__SUPPLIED RECORDS__
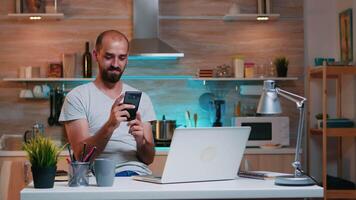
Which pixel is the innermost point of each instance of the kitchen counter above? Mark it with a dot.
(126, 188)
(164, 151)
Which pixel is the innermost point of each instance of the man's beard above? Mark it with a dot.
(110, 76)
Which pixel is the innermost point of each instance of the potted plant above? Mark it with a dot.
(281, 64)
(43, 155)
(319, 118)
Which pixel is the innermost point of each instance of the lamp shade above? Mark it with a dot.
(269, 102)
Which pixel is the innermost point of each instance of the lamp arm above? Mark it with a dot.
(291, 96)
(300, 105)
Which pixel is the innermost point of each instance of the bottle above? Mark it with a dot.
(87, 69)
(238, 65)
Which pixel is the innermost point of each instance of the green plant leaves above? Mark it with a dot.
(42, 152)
==
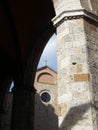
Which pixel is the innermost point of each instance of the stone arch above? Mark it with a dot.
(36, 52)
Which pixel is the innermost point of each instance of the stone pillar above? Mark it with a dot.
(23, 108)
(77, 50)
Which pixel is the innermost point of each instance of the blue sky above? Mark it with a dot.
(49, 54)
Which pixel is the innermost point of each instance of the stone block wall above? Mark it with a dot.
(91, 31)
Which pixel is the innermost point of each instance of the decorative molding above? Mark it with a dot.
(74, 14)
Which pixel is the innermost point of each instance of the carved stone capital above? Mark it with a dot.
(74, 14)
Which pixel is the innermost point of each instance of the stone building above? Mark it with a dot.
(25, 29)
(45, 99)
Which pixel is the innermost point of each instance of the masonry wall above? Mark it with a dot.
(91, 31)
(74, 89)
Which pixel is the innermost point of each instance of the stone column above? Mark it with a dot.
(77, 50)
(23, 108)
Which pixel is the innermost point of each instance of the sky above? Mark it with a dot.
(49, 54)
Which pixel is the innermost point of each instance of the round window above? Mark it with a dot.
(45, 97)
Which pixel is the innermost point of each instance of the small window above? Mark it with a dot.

__DIRECTIONS__
Please identify every line in the rows above that contains the string "plant", and copy each such line in full.

__TASK RESULT__
Which pixel is the innermost point of each instance of the potted plant above? Mark it with a dot.
Which pixel is the innermost point of each instance of the green plant leaves above? Mark it with a dot.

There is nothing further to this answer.